## EXERCISE
Repeat the lines of the listing below exactly, starting at the line that contains "Provide a point for each instance of the pool, given" and running through the last line, both included, and only those.

## begin RECORDS PROVIDED

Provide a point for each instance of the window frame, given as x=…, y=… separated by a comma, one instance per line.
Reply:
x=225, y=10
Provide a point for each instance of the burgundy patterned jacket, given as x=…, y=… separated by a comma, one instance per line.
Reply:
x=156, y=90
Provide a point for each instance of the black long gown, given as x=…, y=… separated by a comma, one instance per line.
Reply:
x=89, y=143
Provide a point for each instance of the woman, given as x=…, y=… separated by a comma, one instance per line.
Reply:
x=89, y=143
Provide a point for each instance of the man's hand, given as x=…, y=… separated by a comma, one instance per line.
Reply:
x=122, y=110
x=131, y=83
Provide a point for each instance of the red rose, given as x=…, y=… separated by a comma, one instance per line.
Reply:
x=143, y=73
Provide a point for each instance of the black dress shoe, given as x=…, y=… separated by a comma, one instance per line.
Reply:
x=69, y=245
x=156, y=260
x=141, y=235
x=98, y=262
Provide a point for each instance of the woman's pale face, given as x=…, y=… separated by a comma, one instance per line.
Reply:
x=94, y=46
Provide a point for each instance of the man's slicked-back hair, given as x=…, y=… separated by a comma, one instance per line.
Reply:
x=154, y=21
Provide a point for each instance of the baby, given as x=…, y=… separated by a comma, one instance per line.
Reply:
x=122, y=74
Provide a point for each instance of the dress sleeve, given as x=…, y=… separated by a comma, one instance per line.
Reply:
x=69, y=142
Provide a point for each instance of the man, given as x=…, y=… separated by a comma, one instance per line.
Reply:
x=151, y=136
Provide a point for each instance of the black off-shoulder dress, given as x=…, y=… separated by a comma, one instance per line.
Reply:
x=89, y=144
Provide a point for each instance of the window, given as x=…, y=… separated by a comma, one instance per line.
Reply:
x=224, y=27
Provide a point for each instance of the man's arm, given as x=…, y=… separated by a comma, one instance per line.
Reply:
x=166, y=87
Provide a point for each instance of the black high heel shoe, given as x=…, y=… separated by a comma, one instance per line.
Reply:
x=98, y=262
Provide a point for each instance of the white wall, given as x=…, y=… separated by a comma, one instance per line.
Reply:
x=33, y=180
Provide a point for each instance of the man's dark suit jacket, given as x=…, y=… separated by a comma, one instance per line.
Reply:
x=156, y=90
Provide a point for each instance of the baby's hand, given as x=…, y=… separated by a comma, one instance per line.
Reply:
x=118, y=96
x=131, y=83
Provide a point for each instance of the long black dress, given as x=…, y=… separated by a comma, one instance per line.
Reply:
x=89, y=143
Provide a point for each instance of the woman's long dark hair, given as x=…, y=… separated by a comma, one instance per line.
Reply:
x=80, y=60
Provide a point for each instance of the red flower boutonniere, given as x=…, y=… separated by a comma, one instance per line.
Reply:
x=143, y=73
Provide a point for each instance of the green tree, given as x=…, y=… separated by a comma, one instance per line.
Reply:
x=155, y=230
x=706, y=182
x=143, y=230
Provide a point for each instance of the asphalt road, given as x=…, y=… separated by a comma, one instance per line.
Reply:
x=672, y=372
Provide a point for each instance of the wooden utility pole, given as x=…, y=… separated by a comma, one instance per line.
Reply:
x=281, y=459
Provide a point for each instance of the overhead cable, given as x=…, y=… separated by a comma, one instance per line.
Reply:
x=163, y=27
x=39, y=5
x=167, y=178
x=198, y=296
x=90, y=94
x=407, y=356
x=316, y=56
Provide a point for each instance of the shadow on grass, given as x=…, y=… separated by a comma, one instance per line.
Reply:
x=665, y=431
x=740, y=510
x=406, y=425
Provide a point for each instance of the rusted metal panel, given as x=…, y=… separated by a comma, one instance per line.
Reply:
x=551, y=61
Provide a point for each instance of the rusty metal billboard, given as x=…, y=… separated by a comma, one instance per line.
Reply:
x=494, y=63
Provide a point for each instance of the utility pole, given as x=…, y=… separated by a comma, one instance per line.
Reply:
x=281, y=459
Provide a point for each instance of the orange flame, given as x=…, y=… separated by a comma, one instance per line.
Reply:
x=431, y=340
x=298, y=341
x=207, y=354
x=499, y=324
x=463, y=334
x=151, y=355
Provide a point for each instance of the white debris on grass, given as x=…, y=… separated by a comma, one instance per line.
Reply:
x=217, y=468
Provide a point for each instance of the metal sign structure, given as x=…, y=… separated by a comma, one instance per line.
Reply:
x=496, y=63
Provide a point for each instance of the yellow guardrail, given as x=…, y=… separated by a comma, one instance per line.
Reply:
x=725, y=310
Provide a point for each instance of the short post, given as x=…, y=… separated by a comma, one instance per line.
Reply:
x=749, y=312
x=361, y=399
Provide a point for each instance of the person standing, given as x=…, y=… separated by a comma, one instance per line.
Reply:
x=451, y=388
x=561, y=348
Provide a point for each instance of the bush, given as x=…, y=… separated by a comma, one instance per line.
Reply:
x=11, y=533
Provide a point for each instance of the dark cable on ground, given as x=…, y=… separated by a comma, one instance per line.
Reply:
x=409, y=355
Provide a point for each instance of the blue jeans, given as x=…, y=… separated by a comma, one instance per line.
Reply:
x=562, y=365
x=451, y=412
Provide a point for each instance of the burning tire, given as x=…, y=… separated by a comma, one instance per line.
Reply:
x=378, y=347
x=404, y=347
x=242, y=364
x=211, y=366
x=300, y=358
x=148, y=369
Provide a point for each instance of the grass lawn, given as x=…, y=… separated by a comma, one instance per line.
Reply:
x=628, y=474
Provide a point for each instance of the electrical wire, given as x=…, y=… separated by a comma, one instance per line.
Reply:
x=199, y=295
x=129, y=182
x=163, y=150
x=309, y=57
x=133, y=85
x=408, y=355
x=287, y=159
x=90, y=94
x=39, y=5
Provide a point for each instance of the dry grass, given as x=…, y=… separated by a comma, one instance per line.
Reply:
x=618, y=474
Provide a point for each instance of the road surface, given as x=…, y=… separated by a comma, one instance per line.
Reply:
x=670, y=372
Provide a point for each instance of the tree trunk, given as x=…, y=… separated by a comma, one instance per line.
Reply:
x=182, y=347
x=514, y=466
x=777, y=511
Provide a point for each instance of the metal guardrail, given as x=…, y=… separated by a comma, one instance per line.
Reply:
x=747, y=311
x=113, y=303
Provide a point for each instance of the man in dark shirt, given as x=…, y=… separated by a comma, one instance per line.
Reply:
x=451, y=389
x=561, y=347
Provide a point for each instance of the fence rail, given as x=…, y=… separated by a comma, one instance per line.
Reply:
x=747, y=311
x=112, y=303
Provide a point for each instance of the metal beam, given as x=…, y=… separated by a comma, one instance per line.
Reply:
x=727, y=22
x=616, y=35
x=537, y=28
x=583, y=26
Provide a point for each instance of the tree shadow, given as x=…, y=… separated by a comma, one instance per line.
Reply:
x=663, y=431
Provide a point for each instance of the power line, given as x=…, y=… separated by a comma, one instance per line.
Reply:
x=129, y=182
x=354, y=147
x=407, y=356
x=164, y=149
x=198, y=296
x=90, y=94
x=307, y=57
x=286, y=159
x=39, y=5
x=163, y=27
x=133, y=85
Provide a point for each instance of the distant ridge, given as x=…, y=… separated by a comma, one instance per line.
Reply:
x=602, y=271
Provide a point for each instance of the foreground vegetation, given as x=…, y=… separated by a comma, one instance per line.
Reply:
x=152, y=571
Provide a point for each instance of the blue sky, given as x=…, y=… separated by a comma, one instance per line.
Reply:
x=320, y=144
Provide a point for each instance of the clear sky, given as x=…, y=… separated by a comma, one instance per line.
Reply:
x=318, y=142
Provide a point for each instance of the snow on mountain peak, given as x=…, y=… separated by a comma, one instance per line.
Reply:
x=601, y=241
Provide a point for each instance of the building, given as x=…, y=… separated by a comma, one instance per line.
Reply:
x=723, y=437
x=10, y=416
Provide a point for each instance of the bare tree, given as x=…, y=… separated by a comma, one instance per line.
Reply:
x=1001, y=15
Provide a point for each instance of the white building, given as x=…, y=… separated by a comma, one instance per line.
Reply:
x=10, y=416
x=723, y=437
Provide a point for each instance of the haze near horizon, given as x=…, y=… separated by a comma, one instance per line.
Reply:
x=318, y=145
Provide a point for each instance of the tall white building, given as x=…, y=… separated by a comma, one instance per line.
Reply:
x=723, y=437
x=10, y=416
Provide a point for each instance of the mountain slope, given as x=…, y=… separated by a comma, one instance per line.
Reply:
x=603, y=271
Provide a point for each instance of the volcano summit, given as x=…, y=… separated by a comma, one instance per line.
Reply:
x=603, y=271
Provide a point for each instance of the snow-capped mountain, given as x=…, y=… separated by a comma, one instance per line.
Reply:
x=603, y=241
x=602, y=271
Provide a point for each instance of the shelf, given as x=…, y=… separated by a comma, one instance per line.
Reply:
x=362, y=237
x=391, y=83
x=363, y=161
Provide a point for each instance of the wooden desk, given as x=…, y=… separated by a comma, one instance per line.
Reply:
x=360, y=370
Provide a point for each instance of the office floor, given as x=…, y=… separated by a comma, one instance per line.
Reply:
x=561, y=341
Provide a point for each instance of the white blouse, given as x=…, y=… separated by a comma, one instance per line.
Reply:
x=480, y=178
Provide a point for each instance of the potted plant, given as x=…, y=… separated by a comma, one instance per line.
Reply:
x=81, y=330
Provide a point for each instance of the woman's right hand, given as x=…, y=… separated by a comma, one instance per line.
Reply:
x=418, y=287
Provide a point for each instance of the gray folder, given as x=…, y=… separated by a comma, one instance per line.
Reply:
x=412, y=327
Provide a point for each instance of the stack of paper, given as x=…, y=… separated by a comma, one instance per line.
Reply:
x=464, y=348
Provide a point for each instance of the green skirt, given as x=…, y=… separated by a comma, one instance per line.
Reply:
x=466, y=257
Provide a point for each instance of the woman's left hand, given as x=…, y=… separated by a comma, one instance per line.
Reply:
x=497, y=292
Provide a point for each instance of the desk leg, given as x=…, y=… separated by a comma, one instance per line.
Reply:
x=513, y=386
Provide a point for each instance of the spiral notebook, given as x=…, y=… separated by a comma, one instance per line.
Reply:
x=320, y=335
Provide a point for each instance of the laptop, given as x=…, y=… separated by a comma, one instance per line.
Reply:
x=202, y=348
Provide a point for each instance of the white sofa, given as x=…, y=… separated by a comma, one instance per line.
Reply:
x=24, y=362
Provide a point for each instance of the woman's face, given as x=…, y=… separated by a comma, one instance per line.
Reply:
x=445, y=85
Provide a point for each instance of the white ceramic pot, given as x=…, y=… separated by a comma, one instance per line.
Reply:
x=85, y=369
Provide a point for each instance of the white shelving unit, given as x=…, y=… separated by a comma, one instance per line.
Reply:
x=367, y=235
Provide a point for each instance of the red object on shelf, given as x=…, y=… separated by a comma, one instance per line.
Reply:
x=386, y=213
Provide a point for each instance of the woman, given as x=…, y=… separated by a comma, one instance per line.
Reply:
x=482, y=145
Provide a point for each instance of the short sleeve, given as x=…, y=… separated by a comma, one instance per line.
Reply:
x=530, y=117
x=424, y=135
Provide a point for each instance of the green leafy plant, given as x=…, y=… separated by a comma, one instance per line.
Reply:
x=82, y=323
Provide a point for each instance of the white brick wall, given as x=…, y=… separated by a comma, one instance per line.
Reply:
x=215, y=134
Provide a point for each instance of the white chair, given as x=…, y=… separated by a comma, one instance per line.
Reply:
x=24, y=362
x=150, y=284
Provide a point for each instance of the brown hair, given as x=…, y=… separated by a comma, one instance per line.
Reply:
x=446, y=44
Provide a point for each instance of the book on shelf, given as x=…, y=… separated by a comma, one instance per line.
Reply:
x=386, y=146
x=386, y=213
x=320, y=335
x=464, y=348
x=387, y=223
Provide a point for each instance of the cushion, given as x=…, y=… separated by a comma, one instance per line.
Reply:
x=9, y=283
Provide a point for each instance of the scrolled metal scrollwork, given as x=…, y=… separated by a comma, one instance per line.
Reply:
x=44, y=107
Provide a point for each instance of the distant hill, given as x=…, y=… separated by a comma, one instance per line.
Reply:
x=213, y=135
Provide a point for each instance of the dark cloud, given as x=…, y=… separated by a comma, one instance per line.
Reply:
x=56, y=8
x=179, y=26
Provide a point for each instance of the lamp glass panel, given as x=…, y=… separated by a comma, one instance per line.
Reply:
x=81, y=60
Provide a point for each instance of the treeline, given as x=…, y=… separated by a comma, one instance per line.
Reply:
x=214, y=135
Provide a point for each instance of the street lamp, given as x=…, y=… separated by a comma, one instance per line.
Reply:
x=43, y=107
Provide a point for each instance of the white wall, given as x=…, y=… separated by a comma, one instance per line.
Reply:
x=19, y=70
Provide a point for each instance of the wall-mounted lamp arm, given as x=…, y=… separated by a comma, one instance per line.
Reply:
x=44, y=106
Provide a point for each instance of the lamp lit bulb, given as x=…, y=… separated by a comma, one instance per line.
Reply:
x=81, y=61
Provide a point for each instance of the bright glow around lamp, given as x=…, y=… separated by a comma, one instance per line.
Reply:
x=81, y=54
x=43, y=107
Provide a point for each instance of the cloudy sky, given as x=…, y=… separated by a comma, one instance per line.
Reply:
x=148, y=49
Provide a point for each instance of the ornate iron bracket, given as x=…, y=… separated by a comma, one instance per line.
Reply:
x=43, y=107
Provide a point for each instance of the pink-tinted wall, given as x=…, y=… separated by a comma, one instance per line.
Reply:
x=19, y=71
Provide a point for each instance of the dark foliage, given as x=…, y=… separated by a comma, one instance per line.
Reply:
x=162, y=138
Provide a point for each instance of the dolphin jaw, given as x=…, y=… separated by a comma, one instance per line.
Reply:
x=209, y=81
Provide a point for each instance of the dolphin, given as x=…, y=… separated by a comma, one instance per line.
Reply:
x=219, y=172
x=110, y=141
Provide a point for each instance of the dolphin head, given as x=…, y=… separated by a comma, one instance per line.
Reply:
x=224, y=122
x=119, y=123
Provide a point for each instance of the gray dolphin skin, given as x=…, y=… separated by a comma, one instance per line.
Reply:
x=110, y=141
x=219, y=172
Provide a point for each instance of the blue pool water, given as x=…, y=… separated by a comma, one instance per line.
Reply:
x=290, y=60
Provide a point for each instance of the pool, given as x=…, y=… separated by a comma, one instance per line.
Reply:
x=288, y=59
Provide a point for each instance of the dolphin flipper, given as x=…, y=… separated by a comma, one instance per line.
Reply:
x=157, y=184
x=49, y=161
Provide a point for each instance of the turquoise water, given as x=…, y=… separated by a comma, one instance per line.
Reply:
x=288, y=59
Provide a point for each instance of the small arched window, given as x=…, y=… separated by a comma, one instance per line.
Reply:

## end RECORDS PROVIDED

## COMPLETED TASK
Provide a point for each instance of the pool, given as x=…, y=… separated by a comma, one instance per line.
Reply:
x=288, y=59
Provide a point for each instance of the dolphin flipper, given as x=…, y=… separated by a comma, one instance per line.
Reply:
x=157, y=184
x=49, y=161
Provide a point for each instance of the turquoise water, given as x=…, y=… separated by a comma, one instance per line.
Reply:
x=288, y=59
Provide a point for each instance of the small arched window, given as x=…, y=… separated by a comma, one instance per line.
Reply:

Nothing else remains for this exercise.